Extracted records:

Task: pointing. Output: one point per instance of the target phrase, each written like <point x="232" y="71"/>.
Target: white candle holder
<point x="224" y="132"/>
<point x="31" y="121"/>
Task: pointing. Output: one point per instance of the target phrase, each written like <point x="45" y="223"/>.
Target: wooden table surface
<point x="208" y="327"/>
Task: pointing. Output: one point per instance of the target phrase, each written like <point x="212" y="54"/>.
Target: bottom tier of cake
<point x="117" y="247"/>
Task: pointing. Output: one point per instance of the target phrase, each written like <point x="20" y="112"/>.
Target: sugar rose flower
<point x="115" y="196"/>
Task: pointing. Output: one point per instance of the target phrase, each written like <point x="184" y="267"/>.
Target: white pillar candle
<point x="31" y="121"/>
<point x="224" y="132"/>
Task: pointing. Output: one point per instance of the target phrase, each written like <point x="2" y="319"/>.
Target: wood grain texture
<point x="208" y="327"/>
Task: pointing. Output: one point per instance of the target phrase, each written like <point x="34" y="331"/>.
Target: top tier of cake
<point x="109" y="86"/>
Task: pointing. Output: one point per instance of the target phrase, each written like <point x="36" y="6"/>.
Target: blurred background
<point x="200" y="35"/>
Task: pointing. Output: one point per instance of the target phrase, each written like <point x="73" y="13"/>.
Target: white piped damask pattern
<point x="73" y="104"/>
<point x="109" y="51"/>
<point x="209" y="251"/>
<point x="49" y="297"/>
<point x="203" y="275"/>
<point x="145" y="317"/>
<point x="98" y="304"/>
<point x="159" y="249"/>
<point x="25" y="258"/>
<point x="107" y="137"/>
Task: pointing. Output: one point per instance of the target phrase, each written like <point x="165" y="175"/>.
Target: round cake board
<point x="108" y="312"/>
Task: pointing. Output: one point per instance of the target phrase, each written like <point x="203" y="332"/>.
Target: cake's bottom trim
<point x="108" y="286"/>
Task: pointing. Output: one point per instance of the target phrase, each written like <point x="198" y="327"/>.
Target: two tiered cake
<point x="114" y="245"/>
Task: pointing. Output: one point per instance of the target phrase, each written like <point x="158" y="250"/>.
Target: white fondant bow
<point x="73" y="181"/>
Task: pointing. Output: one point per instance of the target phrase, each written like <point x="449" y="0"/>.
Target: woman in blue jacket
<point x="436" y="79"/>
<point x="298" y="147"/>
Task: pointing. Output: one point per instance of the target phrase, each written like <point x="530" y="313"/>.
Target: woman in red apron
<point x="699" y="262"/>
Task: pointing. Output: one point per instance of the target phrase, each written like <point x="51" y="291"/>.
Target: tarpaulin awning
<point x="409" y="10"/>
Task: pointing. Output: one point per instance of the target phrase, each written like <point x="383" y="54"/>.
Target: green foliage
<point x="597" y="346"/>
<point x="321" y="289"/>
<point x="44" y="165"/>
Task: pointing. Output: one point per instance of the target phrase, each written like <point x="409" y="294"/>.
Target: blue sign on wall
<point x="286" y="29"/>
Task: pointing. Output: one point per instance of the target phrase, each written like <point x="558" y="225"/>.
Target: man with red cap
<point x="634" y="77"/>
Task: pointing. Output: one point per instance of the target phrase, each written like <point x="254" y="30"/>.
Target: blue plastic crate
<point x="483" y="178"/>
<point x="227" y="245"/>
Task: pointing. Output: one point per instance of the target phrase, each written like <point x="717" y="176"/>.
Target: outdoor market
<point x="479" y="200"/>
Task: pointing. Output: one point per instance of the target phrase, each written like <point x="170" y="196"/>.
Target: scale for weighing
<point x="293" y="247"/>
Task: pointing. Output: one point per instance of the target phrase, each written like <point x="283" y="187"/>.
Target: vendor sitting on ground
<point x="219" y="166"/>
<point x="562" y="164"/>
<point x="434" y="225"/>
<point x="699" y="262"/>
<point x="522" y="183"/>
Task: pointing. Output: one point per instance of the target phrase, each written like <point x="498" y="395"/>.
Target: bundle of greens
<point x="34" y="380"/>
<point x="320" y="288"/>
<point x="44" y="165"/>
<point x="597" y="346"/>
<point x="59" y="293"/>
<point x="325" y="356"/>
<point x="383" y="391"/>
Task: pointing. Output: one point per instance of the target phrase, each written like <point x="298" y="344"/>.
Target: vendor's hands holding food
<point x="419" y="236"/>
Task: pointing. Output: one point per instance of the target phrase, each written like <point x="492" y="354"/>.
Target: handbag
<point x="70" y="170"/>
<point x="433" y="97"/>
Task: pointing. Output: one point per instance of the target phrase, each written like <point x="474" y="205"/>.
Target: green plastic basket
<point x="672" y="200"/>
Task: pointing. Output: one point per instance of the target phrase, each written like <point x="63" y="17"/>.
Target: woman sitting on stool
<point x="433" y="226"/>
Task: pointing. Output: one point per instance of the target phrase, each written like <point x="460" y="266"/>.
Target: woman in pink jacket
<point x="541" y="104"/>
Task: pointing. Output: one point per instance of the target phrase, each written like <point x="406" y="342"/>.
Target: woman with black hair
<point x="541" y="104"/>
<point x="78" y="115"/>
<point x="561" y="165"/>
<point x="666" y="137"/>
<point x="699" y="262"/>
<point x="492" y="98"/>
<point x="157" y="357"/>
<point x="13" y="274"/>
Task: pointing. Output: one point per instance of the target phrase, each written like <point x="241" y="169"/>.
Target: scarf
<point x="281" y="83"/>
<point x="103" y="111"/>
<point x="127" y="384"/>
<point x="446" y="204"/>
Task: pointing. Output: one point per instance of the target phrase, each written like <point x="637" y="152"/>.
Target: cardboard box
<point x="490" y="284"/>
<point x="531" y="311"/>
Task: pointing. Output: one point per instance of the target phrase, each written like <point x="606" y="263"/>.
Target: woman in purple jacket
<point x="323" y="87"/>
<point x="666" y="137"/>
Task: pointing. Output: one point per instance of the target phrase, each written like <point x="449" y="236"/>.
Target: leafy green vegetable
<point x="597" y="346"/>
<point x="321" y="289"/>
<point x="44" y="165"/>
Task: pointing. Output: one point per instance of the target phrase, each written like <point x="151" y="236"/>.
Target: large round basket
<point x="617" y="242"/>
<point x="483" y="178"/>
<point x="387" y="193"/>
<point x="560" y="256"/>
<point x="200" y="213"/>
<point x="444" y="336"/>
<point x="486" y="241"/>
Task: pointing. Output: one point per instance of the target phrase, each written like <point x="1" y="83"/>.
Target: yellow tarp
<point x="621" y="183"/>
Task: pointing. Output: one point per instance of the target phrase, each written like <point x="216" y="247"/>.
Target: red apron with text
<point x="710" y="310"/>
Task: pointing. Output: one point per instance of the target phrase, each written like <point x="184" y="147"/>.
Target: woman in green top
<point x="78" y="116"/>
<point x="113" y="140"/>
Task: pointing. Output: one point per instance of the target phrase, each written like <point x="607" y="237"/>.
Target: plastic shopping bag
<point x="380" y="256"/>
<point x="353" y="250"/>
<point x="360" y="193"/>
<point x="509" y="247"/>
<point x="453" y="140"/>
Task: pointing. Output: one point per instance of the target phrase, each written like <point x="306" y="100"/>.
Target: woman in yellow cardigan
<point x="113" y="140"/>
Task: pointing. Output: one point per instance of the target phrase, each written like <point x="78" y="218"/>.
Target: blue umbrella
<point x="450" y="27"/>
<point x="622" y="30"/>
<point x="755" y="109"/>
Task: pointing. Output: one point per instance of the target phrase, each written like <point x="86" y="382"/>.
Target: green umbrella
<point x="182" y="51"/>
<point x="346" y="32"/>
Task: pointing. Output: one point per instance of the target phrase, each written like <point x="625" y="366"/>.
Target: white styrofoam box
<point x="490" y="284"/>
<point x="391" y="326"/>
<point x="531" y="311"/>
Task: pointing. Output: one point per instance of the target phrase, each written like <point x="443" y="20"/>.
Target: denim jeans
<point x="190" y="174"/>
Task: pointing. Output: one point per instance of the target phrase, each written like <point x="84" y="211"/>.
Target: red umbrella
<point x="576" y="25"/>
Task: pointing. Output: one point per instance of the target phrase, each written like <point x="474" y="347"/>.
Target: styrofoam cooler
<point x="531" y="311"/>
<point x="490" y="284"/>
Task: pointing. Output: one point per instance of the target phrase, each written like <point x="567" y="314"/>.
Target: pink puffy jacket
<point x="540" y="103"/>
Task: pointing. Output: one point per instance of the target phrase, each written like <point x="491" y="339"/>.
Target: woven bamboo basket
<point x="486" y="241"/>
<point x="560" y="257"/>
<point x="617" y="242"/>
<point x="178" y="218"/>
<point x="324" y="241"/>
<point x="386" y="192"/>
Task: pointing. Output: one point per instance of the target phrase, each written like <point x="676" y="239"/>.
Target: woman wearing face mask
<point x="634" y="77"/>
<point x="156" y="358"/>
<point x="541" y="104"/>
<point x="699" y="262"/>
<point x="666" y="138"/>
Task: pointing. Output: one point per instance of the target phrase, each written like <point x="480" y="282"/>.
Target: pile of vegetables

◆ **Your assignment**
Give an exact reproduction of the lines from the one with "Target: pink puffy jacket" to the final line of the entries, including both.

◆ **Task result**
Target: pink puffy jacket
<point x="540" y="103"/>
Task: pointing. Output: one point per instance of the target phrase, each written like <point x="491" y="339"/>.
Target: woven bamboo basket
<point x="486" y="241"/>
<point x="560" y="257"/>
<point x="617" y="242"/>
<point x="178" y="218"/>
<point x="324" y="241"/>
<point x="386" y="192"/>
Task: pointing. Output: one point per instance of the target phrase, each written like <point x="676" y="239"/>.
Target: woman wearing face mask
<point x="634" y="77"/>
<point x="156" y="358"/>
<point x="541" y="104"/>
<point x="699" y="262"/>
<point x="666" y="138"/>
Task: pointing. Output: one point per instance of the target phrase, each written like <point x="480" y="282"/>.
Target: pile of vegetables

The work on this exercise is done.